» **Supplied text**:
begin

Although the existence of Lycurgus is a controversial historiography issue, various scholars claim that Lycurgus after receiving the Rhetra from the Oracle of Delphi instilled a highly militarised communal system indistinguishable in contrast to other Greek city-states after the revolt of the Helots.
In regards to whether Lycurgus existed as a collaboration of political and social idealism or based on a mythological concept as a “A man dear to Zeus” , it is clear that the concept of Lycurgus and his reforms acted as a paramount political, social and educational foundation, instrumental to Sparta’s rise to power.
Location of Sparta
Did Lycurgus exist?
“Lycurgus, who gave them the laws that they obey” presents insight to the controversial issue of whether Lycurgus existed in 800 to 630 BC.
This is debated by differing historical perspectives such as Tyrtaeus, the 7th century Spartan poet, who mentions that two kings consulted the Delphic Oracle and brought the Great Rhetra, hence scholars believe that this could refer to early kings Polydorus and Theopompus.
However, Xenophon argues the existence of Lycurgus as a person as he believed that Lycurgus is who, ‘which they owe their prosperity.’ Therefore, these contradictory perspectives makes the existence of Lycurgus debatable.
What changes did Lycurgus' Great Rhetra make on Spartan politics?

end

» **Record set**:
begin

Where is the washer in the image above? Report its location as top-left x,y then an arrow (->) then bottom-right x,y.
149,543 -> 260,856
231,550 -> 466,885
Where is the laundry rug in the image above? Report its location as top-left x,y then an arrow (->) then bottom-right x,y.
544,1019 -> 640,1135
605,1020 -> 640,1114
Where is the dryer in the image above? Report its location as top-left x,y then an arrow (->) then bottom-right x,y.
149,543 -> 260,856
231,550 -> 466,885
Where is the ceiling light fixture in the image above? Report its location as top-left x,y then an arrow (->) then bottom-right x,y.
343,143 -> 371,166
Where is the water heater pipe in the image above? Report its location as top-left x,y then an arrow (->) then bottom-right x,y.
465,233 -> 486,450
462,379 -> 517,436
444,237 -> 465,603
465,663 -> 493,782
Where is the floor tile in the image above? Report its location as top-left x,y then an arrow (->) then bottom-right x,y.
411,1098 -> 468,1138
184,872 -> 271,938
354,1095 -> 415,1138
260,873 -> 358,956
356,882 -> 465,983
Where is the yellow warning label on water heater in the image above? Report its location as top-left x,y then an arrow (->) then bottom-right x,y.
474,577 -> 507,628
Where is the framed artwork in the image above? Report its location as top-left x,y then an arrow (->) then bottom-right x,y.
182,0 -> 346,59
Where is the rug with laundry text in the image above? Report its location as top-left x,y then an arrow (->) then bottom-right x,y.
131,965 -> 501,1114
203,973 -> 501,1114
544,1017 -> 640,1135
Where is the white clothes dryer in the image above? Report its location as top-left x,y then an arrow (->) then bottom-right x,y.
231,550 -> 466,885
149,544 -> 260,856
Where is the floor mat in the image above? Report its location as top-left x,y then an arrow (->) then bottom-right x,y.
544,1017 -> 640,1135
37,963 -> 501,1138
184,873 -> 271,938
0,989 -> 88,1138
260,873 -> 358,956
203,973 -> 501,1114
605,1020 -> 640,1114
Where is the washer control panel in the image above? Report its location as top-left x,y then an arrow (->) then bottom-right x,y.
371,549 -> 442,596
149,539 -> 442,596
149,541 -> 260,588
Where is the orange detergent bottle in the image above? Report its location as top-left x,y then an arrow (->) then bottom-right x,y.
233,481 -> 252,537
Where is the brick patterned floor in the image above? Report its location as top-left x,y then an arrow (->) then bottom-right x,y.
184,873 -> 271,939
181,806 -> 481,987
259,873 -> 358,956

end

» **Work to be completed**: Copy out the entire passage on Lycurgus above, word for word.

» **Answer**:
Although the existence of Lycurgus is a controversial historiography issue, various scholars claim that Lycurgus after receiving the Rhetra from the Oracle of Delphi instilled a highly militarised communal system indistinguishable in contrast to other Greek city-states after the revolt of the Helots.
In regards to whether Lycurgus existed as a collaboration of political and social idealism or based on a mythological concept as a “A man dear to Zeus” , it is clear that the concept of Lycurgus and his reforms acted as a paramount political, social and educational foundation, instrumental to Sparta’s rise to power.
Location of Sparta
Did Lycurgus exist?
“Lycurgus, who gave them the laws that they obey” presents insight to the controversial issue of whether Lycurgus existed in 800 to 630 BC.
This is debated by differing historical perspectives such as Tyrtaeus, the 7th century Spartan poet, who mentions that two kings consulted the Delphic Oracle and brought the Great Rhetra, hence scholars believe that this could refer to early kings Polydorus and Theopompus.
However, Xenophon argues the existence of Lycurgus as a person as he believed that Lycurgus is who, ‘which they owe their prosperity.’ Therefore, these contradictory perspectives makes the existence of Lycurgus debatable.
What changes did Lycurgus' Great Rhetra make on Spartan politics?